# PASSAGE TO READ

Products currently manufactured by the Company have also been Y2K verified.
All previous Company customers have the ability to purchase both hardware and
software upgrades from the Company which will certify their products as Y2K
compliant. The amount of needed hardware and software depends on the associated
production model in question. The Company products has experienced no problems
as of March 2000 pertaining to Y2K.
ITEM 7. Financial Statements and Supplementary Data.
See Item 13.
ITEM 8. Changes in and Disagreements with Accountants on Accounting and
Financial Disclosure.
Not Applicable.
PART III
ITEM 9. Directors and Executive Officers of the Registrant.
The following table shows the positions held by the Company's officers and
directors as of December 31, 1999.
Name Age Position
Ira Gentry 44 President, CEO and Director
Cassie Whitlock 29 Secretary-Treasurer
Dr. Don Leaver 45 Director - Vice President,
Research and Development
John Provazek 46 Director
Ira Gentry has been President, CEO, and Director of the Company since
December, 1997. He has had a strong career in test system industries including
Universal Dynamics, Inc., Scientific Atlanta, Cranfield and GenRad. He also
worked at Beechcraft designing flight systems. Mr. Gentry graduated from Arizona
State University (ASU) with degrees in both electrical and mechanical
engineering. In addition, he completed over five years of graduate studies at
ASU and the University of Cincinnati.

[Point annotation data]
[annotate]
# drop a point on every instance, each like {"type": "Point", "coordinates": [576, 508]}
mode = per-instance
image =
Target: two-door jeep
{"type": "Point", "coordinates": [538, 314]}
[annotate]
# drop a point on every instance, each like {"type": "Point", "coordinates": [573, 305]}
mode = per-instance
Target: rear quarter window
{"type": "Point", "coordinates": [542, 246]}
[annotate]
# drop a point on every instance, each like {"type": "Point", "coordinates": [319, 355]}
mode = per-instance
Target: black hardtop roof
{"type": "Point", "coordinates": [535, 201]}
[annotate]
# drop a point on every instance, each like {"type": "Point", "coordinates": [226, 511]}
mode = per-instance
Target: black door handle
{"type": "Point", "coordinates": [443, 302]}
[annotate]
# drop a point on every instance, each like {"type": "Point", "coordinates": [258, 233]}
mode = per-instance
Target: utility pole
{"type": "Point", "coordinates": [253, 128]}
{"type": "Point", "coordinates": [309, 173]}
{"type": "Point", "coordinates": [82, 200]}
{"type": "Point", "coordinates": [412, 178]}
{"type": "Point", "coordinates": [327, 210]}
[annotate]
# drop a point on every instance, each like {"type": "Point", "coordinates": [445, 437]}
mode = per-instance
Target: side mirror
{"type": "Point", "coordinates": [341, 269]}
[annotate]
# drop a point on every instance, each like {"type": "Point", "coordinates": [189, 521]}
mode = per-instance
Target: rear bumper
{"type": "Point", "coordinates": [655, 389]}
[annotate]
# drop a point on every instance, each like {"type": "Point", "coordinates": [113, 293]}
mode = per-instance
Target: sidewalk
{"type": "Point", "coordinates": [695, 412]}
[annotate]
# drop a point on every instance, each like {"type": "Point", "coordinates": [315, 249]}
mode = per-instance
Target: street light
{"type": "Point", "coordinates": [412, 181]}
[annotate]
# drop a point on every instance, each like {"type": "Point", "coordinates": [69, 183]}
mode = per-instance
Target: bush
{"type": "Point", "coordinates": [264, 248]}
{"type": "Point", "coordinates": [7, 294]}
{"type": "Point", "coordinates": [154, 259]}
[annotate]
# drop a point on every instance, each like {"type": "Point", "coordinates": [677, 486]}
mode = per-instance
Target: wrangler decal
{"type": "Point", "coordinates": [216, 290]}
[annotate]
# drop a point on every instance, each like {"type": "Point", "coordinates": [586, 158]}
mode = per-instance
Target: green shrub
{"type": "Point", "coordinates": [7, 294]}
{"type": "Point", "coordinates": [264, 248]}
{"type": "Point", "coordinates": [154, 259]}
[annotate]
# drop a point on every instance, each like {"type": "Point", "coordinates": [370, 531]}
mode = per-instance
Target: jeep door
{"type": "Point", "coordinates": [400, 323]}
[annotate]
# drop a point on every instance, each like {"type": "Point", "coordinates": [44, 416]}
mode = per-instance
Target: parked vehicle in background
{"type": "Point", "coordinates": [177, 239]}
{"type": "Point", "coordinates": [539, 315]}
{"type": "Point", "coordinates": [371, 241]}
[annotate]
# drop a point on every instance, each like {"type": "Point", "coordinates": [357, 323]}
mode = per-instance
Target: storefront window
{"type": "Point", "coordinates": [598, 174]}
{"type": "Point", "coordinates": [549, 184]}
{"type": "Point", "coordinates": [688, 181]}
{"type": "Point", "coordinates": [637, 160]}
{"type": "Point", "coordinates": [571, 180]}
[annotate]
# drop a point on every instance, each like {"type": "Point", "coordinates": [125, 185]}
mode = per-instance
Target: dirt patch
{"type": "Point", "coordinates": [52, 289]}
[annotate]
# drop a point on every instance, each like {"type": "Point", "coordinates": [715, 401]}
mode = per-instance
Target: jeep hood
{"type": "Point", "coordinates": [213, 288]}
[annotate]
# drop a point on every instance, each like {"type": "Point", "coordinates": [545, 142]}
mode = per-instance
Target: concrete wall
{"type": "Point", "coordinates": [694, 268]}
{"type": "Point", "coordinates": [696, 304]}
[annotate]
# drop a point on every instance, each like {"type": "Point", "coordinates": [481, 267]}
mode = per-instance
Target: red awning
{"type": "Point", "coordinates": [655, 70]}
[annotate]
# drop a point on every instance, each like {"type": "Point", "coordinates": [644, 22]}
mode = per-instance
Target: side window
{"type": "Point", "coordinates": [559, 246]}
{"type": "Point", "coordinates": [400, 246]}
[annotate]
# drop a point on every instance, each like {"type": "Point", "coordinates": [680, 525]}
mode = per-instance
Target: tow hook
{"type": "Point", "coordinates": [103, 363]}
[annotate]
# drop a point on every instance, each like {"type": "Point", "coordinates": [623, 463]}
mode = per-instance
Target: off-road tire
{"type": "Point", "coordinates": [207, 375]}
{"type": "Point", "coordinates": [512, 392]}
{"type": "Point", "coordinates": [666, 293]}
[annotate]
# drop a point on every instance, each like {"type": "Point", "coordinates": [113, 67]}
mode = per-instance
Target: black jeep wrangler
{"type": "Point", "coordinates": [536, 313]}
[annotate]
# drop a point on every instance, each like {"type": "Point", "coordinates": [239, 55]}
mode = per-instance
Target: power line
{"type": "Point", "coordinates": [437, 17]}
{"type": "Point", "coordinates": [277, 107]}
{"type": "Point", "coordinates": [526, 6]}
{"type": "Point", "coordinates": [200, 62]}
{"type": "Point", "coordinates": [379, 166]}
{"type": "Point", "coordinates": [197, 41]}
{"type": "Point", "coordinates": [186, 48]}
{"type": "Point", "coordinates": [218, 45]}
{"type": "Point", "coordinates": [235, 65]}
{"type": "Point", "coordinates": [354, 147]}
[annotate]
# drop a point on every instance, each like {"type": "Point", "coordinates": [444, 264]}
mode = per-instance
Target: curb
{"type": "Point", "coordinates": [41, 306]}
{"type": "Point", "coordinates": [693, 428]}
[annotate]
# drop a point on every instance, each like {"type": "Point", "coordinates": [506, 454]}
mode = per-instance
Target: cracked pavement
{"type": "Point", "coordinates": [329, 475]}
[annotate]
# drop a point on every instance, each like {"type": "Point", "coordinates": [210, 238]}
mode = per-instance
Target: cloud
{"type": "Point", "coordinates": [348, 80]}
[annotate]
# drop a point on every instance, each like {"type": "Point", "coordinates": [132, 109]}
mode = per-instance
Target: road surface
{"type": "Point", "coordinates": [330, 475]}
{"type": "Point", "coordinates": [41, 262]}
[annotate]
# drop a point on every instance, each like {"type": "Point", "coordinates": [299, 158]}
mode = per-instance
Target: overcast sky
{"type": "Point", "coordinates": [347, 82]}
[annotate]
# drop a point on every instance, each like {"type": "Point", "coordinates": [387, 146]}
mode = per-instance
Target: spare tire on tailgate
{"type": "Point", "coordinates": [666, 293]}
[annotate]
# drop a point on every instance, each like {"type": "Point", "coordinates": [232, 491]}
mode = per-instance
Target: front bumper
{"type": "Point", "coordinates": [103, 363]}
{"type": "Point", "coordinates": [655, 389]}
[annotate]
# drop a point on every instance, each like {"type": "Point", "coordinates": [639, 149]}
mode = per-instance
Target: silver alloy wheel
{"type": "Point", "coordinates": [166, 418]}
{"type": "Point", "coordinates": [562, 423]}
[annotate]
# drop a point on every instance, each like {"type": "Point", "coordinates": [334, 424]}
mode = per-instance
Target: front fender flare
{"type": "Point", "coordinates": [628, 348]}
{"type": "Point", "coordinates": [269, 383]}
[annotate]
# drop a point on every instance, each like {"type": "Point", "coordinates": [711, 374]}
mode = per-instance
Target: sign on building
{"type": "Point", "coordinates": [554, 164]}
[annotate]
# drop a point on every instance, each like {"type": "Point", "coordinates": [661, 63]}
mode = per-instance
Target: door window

# WHAT NEEDS TO BE DONE
Copy out, word for word, the part of the annual report excerpt that opens with the words containing "Products currently manufactured" and closes with "See Item 13.". The lines have no role in this work.

# EXERCISE OUTPUT
Products currently manufactured by the Company have also been Y2K verified.
All previous Company customers have the ability to purchase both hardware and
software upgrades from the Company which will certify their products as Y2K
compliant. The amount of needed hardware and software depends on the associated
production model in question. The Company products has experienced no problems
as of March 2000 pertaining to Y2K.
ITEM 7. Financial Statements and Supplementary Data.
See Item 13.